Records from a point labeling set
## start
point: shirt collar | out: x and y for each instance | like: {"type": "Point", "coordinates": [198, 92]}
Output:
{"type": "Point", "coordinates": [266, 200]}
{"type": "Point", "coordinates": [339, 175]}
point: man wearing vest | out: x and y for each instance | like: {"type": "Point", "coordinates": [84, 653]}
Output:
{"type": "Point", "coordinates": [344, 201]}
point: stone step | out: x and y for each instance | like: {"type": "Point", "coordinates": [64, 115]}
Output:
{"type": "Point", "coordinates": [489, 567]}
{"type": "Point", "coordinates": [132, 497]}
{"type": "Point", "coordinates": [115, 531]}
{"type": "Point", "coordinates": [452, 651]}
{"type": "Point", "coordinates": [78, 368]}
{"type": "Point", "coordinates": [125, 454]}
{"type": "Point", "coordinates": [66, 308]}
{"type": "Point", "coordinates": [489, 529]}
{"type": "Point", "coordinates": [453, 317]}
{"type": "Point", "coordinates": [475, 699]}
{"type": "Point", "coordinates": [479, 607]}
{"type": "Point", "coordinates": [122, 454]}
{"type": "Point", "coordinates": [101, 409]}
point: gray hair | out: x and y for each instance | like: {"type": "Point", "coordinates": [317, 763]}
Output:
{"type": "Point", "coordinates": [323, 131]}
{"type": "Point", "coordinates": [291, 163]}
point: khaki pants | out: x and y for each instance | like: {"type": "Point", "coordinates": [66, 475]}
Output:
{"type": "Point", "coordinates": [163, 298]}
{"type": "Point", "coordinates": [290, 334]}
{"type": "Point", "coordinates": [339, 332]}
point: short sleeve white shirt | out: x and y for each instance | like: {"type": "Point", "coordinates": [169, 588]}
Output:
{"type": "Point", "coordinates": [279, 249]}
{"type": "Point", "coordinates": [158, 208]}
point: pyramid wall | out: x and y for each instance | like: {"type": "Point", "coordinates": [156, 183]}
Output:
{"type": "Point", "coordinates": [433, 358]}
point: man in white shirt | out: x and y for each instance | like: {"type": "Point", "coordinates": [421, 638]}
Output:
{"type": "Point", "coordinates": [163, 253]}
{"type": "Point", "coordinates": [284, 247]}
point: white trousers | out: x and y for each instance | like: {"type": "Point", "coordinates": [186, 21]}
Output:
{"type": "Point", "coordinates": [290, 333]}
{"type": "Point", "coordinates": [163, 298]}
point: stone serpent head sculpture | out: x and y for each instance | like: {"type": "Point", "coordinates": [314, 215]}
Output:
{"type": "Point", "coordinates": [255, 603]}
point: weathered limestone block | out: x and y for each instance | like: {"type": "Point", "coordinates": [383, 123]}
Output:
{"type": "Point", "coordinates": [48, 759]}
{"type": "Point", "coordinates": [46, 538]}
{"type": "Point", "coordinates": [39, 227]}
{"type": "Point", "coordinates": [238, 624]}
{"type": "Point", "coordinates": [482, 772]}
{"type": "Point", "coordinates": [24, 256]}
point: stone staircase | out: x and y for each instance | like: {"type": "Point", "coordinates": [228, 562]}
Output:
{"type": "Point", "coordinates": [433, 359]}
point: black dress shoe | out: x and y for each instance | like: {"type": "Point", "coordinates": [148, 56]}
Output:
## end
Copy out the lines word for word, from the line with "point: khaki pants" through the end of the records.

» WRITTEN ANSWER:
point: khaki pants | out: x and y for each instance | like: {"type": "Point", "coordinates": [66, 475]}
Output:
{"type": "Point", "coordinates": [163, 298]}
{"type": "Point", "coordinates": [290, 334]}
{"type": "Point", "coordinates": [339, 332]}
point: short sleeve white shirt | out: x and y for each instance | like: {"type": "Point", "coordinates": [169, 588]}
Output:
{"type": "Point", "coordinates": [279, 249]}
{"type": "Point", "coordinates": [158, 208]}
point: pyramid wall | out: x and y for each instance | like: {"type": "Point", "coordinates": [156, 183]}
Output:
{"type": "Point", "coordinates": [433, 358]}
point: man in white shirt | out: x and y for each instance | like: {"type": "Point", "coordinates": [421, 638]}
Output:
{"type": "Point", "coordinates": [163, 253]}
{"type": "Point", "coordinates": [284, 247]}
point: white trousers | out: x and y for each instance | like: {"type": "Point", "coordinates": [186, 21]}
Output:
{"type": "Point", "coordinates": [290, 333]}
{"type": "Point", "coordinates": [163, 298]}
point: stone serpent head sculpture | out: x and y for each instance | like: {"type": "Point", "coordinates": [314, 215]}
Output:
{"type": "Point", "coordinates": [255, 603]}
point: weathered limestone block | out: x and y for each instance | like: {"type": "Point", "coordinates": [383, 123]}
Output:
{"type": "Point", "coordinates": [48, 759]}
{"type": "Point", "coordinates": [46, 538]}
{"type": "Point", "coordinates": [39, 227]}
{"type": "Point", "coordinates": [238, 624]}
{"type": "Point", "coordinates": [482, 772]}
{"type": "Point", "coordinates": [24, 256]}
point: stone staircase | out: x and y for each instance | like: {"type": "Point", "coordinates": [228, 562]}
Output:
{"type": "Point", "coordinates": [433, 359]}
point: black dress shoe | out: x and y for each instance | like: {"type": "Point", "coordinates": [148, 56]}
Output:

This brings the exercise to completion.